--- SEITENTEXT ---

Muss man sich über die Tragfähigkeit der Staatsschulden in der Eurozone Sorgen machen?


In den letzten Jahren jagte eine Krise die andere (Pandemie und Energiepreisschock), und die Staaten häuften große Defizite auf, um die wirtschaftlichen und sozialen Folgen dieser Schocks zu begrenzen. Auf das Konzept "koste es, was es wolle" zur Aufrechterhaltung des Einkommens während der Pandemie folgte das Konzept "koste es, was es wolle" zum Kaufkrafterhalt trotz steigender Energiepreise. Zwar zeugen die Arbeitslosenquoten vom Erfolg dieser Maßnahmen, aber an der Höhe der Staatsschulden zeigt sich auch, was sie kosten: Zwischen 2019 und 2023 stieg die staatliche Schuldenquote in Deutschland um sechs BIP-Punkte, in Belgien um acht, in Spanien und Italien um neun und in Frankreich sogar um über zwölf! Dennoch spiegelt diese hohe Verschuldung noch nicht das ganze Ausmaß der kumulierten Defizite wider.

Der Preis des „was immer es kostet“ abzüglich der Inflation

Die unter (2) aufgeführte Gleichung zeigt, dass das Schuldenvolumen in Höhe des Primärdefizits (also des Defizits ohne Zinsen) steigt, aber auch analog zur Differenz zwischen dem mittleren Zinssatz auf die Schulden (i) und dem nominalen Wachstum (g). Dieser Effekt wird üblicherweise als „Schneeballeffekt“ bezeichnet (die Schuldenlast steigt, wenn der i-g -Abstand positiv ist) und hat diesmal den Anstieg der Schuldenlast gebremst (i-g ist negativ). Seit 2020 bis heute profitierten die Staaten von einem günstigen Zeitfenster, in dem ein höheres nominales Wachstum bei durchschnittlichen Zinsen dazu beitrug, die Kosten des „was immer es kostet“ zu verringern (Abbildung a). Dass dieser Effekt eintrat, obwohl die Zinsen, zu denen die Staaten sich verschuldeten, stark anstiegen, kommt nicht überraschend. Bei einer durchschnittlichen Laufzeit von etwa acht Jahren wird nur ein Bruchteil der Schulden zu den aktuell marktüblichen Zinsen erneuert: Der Zinsanstieg wird daher nur sehr langsam auf die durchschnittlichen Kosten der Verschuldung übertragen. Aber der sprunghafte Anstieg der Preise (und damit des nominalen Wachstums) wirkt sich im Gegenzug unmittelbar auf die Schuldenlast aus. Jedoch ist das vorteilhafte Zeitfenster im Begriff, sich zu schließen ...

--- VORLIEGENDE EINTRÄGE ---

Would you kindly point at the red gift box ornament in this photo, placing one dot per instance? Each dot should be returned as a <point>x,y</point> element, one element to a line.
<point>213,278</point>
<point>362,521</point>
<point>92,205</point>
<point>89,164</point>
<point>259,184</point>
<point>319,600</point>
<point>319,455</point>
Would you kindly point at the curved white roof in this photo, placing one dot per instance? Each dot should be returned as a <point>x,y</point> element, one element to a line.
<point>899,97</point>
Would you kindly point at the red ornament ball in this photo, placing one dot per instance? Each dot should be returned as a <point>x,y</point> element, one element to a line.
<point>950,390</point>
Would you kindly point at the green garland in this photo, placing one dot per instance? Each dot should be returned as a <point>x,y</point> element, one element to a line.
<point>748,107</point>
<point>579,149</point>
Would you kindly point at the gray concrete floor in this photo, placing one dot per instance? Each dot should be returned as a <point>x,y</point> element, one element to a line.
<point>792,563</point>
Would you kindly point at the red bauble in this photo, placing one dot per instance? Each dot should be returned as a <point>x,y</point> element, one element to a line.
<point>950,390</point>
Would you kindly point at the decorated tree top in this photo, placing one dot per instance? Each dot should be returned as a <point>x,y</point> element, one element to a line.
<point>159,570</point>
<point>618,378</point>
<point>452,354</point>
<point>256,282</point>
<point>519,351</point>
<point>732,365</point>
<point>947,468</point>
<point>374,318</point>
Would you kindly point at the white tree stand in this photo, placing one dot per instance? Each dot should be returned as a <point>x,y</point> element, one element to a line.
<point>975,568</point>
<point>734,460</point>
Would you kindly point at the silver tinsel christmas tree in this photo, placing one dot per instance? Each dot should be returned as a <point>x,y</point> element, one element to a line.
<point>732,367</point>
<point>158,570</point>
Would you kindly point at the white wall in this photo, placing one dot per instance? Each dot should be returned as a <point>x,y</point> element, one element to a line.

---

_AUFGABE 1_: Entscheide für jede der drei Aussagen, ob sie mit dem Text über die Staatsschulden übereinstimmt, und antworte mit Ja oder Nein samt der ausschlaggebenden Stelle als wörtlichem Zitat. (a) In Frankreich stieg die staatliche Schuldenquote zwischen 2019 und 2023 um mehr als zwölf BIP-Punkte. (b) Die durchschnittliche Laufzeit der Schulden beträgt etwa fünf Jahre. (c) Der Zinsanstieg schlägt sofort auf die durchschnittlichen Kosten der Verschuldung durch.
_AUFGABE 2_: Setze den Text über die Staatsschulden bitte im Anschluss an seinen letzten Satz fort.
Die Einträge spielen hierfür keine Rolle.

_ERWARTETE ANTWORT 1_:
(a) Ja: „in Frankreich sogar um über zwölf!“
(b) Nein: „Bei einer durchschnittlichen Laufzeit von etwa acht Jahren“
(c) Nein: „Der Zinsanstieg wird daher nur sehr langsam auf die durchschnittlichen Kosten der Verschuldung übertragen.“

_ERWARTETE ANTWORT 2_:
Eine ungünstigere Arithmetik

Angesichts steigender Schuldenlast und nach wie vor hohen Primärdefiziten im Vergleich zu 2019 beginnt für die Staaten eine ungünstigere Zeit. Die durchschnittlichen Kosten der Verschuldung werden steigen, und dabei werden sich weder die sinkende Inflation noch die schwachen Wachstumsaussichten als hilfreich erweisen. Mittelfristig bleibt den europäischen Staaten nichts anderes übrig als ihren primären Haushaltssaldo wieder ins Gleichgewicht zu bringen, wenn sie eine unkontrollierte Entwicklung ihrer Schuldenlast vermeiden wollen. Für Italien ist die Gleichung sogar noch komplizierter: Mit einer hohen Schuldenlast, hohen Zinsen und einem relativ schwachen Wachstum muss das Land dauerhaft Primärüberschüsse freisetzen.

Für mindestens drei Länder sind die Anstrengungen in den nächsten Jahren alles andere als unerheblich: Frankreich, Belgien und Italien müssen ihr Primärdefizit um 3, 3,5 bzw. 4 BIP-Prozentpunkte reduzieren. Wir erinnern jedoch daran, dass Italien seit der Gründung der Eurozone im Jahr 1999 nur fünf Jahre (2009 und seit der Pandemie) ein Primärdefizit hatte, während Frankreich nur fünf Jahre lang (manchmal bescheidene!) Primärüberschüsse verzeichnete.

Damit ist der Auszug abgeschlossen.